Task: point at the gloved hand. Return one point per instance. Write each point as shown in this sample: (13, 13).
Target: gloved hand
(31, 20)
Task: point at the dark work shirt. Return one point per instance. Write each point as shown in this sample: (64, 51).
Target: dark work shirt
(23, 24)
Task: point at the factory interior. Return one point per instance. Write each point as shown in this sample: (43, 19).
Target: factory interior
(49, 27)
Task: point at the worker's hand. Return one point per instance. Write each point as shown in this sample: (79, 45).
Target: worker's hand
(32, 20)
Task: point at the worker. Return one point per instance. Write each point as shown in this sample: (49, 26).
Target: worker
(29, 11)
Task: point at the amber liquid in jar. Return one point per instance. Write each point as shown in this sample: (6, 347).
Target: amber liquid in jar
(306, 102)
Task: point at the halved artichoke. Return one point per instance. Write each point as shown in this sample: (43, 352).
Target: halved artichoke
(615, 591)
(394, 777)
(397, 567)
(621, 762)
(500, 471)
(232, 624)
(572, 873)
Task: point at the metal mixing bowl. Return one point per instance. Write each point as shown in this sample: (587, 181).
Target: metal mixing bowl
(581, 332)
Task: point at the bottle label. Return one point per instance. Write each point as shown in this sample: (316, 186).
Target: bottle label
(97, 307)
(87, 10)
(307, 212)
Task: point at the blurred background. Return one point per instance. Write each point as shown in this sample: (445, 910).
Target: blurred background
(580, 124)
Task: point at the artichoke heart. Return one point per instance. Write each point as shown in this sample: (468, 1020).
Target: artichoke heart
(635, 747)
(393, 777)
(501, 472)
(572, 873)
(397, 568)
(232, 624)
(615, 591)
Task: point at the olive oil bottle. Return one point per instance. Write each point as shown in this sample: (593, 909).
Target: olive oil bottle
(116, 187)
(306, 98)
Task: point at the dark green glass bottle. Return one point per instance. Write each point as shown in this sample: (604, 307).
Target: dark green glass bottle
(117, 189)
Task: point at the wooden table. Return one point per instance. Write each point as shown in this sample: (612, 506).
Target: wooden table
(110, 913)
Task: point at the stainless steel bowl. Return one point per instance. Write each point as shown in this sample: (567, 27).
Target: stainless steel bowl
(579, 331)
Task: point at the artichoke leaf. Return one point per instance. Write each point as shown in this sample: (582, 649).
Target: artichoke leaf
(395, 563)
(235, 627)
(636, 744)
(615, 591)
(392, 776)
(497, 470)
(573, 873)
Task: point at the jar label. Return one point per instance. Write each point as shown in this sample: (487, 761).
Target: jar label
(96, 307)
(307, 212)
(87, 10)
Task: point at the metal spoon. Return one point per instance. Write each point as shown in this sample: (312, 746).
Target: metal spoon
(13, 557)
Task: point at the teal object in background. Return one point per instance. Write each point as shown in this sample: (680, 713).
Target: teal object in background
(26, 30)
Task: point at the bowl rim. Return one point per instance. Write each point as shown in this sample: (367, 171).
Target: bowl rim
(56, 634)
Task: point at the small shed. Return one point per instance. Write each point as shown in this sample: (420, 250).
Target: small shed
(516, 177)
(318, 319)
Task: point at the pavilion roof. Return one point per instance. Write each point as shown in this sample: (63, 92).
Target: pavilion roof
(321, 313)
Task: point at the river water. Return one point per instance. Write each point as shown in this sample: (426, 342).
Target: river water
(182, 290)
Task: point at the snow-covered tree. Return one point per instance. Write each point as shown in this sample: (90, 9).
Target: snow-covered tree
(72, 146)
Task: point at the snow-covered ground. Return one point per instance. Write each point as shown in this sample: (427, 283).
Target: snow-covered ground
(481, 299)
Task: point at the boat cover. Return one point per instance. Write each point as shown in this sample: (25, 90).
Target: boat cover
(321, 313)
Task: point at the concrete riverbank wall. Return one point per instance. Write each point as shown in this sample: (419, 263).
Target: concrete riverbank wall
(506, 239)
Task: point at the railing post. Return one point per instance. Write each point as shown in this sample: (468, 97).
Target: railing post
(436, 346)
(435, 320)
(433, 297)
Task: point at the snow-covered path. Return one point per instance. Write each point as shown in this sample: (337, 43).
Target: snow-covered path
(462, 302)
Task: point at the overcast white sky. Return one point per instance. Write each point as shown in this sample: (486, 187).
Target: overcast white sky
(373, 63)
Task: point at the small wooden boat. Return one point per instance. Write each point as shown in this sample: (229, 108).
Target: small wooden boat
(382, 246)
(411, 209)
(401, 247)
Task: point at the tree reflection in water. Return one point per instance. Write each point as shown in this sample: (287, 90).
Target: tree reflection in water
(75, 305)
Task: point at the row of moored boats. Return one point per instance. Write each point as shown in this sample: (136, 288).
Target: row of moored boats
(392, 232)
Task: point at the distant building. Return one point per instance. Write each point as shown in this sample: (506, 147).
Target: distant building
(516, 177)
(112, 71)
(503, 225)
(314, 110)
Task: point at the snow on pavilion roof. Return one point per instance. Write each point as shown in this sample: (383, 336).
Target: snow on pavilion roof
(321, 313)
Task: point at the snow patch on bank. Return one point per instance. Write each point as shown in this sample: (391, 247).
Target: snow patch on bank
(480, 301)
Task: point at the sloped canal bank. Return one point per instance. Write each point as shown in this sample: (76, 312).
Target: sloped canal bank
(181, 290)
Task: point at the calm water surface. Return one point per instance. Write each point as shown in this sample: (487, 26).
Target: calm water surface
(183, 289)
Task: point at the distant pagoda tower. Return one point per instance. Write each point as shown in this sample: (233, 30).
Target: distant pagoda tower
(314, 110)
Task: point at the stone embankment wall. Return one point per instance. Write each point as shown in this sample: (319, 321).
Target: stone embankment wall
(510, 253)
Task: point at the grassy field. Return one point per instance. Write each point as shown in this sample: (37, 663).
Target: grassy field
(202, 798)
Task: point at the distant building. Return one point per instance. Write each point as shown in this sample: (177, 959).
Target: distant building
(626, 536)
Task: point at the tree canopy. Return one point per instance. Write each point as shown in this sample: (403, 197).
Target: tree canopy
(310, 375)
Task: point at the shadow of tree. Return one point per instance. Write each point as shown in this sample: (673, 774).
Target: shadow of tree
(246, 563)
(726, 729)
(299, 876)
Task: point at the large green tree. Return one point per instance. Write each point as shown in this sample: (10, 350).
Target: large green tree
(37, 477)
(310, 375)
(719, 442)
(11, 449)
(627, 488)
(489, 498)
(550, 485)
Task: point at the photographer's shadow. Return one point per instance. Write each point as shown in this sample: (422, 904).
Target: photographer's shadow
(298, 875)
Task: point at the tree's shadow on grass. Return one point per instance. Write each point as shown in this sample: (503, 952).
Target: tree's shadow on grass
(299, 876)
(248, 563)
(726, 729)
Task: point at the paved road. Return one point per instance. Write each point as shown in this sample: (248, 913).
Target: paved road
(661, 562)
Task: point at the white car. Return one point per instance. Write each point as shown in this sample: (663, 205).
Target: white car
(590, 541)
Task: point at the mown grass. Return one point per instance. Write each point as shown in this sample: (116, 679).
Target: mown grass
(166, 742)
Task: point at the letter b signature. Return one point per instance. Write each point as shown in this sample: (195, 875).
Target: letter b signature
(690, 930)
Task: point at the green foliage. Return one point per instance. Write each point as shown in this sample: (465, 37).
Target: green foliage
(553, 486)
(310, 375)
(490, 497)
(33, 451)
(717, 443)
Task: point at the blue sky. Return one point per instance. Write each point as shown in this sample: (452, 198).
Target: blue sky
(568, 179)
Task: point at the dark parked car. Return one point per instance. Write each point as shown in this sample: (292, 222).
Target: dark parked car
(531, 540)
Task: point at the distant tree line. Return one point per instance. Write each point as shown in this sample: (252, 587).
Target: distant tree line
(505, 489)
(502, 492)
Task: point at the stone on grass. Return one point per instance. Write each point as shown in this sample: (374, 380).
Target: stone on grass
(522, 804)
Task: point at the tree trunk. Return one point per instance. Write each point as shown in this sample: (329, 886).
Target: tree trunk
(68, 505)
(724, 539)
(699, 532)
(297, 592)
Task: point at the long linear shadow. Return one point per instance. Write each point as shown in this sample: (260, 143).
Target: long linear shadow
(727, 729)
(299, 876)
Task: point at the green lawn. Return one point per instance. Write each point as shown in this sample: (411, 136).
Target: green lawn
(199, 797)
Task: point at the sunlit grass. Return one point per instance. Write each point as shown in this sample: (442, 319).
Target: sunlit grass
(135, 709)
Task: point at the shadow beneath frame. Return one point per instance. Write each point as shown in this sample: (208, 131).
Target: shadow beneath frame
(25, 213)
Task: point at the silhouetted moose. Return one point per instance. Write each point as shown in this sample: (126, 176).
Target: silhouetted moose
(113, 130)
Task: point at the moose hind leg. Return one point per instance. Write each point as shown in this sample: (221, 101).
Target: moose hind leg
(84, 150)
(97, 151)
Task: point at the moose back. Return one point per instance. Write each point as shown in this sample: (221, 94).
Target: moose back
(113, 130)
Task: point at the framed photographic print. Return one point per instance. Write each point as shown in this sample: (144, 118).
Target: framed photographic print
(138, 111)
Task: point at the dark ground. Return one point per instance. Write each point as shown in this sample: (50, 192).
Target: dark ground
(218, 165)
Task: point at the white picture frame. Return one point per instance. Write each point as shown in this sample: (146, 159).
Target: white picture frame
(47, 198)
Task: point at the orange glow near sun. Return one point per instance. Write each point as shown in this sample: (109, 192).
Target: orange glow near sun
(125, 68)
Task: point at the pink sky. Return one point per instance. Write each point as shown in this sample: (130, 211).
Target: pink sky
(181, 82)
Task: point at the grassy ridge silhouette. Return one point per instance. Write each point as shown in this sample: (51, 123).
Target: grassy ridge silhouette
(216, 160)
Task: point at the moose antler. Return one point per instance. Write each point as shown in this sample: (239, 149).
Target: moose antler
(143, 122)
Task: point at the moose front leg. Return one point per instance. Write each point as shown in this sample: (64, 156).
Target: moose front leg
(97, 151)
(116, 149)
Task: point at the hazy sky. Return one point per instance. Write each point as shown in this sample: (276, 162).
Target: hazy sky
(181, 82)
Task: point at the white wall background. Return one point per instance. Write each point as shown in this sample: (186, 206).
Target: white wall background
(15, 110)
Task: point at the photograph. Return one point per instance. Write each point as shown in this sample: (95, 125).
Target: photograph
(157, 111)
☆ ☆ ☆ ☆ ☆
- Your goal -
Repeat only the stretch of lines starting at the one containing "Task: point at the moose back." and running to the final line of the entries above.

- Correct response -
Task: point at the moose back. Return one point per instance. Write each point as shown in this sample: (221, 94).
Target: moose back
(113, 130)
Task: point at the framed photographic print. Return one point per instance. Write each point as shown in this sample: (144, 118).
Target: framed photographic print
(138, 111)
Task: point at the dark ground. Return one point per instance. Write each point as shown in this sample: (50, 192).
Target: dark ground
(218, 165)
Task: point at the white picture frame. Return one point per instance. Write each point as shown in this sample: (146, 159).
Target: white picture frame
(47, 198)
Task: point at the orange glow near sun. Return one point per instance. Write each point as shown in this sample: (109, 192).
Target: orange glow near sun
(125, 68)
Task: point at the pink sky. Return one point per instance. Write each point as shown in this sample: (130, 211).
Target: pink sky
(181, 82)
Task: point at the grassy ridge silhouette. Return one point per instance. Write each point as shown in this sample: (51, 123).
Target: grassy ridge silhouette
(216, 160)
Task: point at the moose antler. Return one point per instance. Write each point as shown in this sample: (239, 149).
Target: moose antler
(143, 122)
Task: point at the moose front leg. Return one point per instance. Write each point as shown in this sample: (64, 156).
Target: moose front leg
(97, 151)
(116, 149)
Task: point at the hazy sky. Return one point per instance. Write each point as shown in this sample: (276, 162).
Target: hazy sky
(181, 82)
Task: point at the white wall background. Return one point per instance. Write each point as shown in this sample: (186, 206).
Target: white wall background
(15, 110)
Task: point at the photograph. Return one point per instance. Write each point as shown in this sample: (95, 125).
Target: photograph
(157, 111)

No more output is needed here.